Dans l'extrait ci-dessous sur le recours indemnitaire, relevez toutes les matières ou situations dans lesquelles le tribunal administratif peut, par exception, être saisi directement. Présentez-les sous forme de liste.

● EXTRAIT DU DOCUMENT:

⟨

1) Les délais pour former un recours indemnitaire « 2ème chance »

Il faut rappeler que le requérant ne peut pas saisir directement le tribunal administratif d'un recours en indemnisation.

Il doit au préalablement adresser une demande à l'administration lui faisant part de ses prétentions. C'est la décision expresse ou implicite préalable à la phase contentieuse de l'administration qui devra faire l'objet du recours contentieux en indemnisation.

Voir Conseil d'Etat, 5 / 3 SSR, 16 mars 1979, Commune de Mireval, requête n° 06177, publié aux Tables du Recueil Lebon . « En l'espèce, une institutrice ayant demandé au maire de lui attribuer une maison destinée au logement des instituteurs et alors vacante. Le maire ayant rejeté cette demande et n'ayant mis à la disposition de l'intéressée aucun autre logement convenable, celle-ci avait droit à l'indemnité représentative et était fondée à demander au tribunal administratif de condamner la commune à la lui verser. Si l'intéressée a en outre demandé au tribunal administratif, en invoquant la faute qu'aurait commise le maire en lui refusant un logement scolaire disponible, de condamner la commune à lui verser des dommages-intérêts, elle ne justifiait d'aucune décision administrative préalable rejetant une telle demande. Conclusions sur ce point irrecevables. »

La décision préalable est ainsi indispensable pour « lier le contentieux » Conseil d'Etat, 4 / 1 SSR, 11 février 1983, Syndicat autonome des enseignants de médecines et autres, requête n° 43412, publié aux Tables du Recueil Lebon,mais toutefois par exception dans certaines matières, le tribunal administratif peut être saisi directement (travaux publics, contentieux électoral et également lorsque le juge administratif est saisi après une instance devant un tribunal de l'ordre judiciaire ).

⟩

● DONNÉES FOURNIES:
⟨

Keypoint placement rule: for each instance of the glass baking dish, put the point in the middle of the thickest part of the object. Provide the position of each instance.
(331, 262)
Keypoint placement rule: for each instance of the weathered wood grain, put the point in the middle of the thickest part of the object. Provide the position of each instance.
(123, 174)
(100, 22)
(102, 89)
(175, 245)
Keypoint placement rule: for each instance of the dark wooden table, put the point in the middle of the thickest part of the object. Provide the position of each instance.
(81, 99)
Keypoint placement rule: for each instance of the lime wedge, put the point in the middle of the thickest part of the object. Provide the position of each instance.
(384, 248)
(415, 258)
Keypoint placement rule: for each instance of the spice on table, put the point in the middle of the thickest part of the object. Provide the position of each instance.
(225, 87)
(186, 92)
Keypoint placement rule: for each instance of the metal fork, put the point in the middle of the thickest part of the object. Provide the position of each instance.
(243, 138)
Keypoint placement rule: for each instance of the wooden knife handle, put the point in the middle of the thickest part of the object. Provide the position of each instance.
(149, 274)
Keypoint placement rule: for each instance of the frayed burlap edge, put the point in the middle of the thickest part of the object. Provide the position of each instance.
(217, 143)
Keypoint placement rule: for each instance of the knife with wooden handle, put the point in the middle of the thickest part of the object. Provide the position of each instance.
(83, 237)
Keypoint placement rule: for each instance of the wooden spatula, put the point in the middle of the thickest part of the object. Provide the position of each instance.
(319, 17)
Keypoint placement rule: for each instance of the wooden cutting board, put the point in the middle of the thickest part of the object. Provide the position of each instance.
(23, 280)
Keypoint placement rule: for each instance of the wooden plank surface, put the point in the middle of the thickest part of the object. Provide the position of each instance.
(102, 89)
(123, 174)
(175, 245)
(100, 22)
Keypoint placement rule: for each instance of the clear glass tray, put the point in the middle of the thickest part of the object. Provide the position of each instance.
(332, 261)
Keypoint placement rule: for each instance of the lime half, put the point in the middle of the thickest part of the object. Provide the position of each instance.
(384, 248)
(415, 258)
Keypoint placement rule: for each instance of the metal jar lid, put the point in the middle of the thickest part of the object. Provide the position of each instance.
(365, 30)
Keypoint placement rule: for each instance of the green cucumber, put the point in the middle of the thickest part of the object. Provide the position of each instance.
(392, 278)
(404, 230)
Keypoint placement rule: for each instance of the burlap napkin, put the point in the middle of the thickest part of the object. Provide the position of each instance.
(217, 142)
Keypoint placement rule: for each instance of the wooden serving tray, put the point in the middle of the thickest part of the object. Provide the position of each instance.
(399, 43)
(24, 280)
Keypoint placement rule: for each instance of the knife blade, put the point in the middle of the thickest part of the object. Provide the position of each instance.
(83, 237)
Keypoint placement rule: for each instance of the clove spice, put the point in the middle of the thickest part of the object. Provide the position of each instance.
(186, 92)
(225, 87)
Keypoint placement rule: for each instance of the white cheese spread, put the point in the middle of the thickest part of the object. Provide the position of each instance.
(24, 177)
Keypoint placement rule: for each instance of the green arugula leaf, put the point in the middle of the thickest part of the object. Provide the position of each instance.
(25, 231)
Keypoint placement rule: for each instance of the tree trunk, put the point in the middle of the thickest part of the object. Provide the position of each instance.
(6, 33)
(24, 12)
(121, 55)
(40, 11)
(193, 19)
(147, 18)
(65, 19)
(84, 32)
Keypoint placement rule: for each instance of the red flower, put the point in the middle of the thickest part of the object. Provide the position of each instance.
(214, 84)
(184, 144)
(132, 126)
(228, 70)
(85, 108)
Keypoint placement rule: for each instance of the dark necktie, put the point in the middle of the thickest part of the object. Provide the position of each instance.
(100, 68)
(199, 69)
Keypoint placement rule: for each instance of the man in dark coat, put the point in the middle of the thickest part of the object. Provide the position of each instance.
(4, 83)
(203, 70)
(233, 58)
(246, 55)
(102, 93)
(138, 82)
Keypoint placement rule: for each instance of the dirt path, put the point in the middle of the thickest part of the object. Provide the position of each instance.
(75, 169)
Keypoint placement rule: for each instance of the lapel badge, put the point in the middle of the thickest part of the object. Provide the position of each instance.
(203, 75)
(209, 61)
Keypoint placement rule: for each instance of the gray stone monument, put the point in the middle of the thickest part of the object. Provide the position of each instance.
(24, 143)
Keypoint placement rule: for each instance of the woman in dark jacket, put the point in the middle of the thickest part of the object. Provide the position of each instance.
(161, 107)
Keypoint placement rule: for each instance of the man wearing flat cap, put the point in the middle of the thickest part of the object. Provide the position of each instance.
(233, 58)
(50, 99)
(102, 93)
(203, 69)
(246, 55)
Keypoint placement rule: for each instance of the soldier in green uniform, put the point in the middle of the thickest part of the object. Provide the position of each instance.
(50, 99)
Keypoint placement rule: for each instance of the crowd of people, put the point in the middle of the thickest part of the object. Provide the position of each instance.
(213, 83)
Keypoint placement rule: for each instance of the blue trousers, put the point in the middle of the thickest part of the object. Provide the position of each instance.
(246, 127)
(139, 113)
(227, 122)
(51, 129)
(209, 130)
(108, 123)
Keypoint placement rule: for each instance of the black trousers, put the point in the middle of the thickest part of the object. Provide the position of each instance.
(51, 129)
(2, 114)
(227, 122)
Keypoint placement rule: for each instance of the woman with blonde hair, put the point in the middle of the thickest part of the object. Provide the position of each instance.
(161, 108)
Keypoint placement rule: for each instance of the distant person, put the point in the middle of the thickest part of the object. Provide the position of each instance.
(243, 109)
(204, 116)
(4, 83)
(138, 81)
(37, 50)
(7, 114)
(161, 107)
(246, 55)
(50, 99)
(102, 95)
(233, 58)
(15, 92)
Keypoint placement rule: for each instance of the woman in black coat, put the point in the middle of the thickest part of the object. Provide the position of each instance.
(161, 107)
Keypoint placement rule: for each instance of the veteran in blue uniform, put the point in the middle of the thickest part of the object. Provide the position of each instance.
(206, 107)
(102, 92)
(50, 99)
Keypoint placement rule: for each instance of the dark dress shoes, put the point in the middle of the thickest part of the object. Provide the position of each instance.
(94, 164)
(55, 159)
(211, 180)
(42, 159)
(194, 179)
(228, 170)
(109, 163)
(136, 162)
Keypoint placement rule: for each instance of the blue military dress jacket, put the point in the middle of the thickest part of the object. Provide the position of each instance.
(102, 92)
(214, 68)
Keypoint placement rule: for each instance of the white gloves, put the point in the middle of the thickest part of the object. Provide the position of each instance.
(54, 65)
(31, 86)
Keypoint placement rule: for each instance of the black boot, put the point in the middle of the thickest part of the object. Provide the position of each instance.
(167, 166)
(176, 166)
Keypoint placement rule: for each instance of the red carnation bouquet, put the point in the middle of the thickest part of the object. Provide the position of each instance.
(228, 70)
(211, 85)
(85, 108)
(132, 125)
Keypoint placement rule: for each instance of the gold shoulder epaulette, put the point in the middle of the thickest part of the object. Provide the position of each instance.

⟩

● RÉPONSE RÉDIGÉE:
- Les travaux publics
- Le contentieux électoral
- Le cas où le juge administratif est saisi après une instance devant un tribunal de l'ordre judiciaire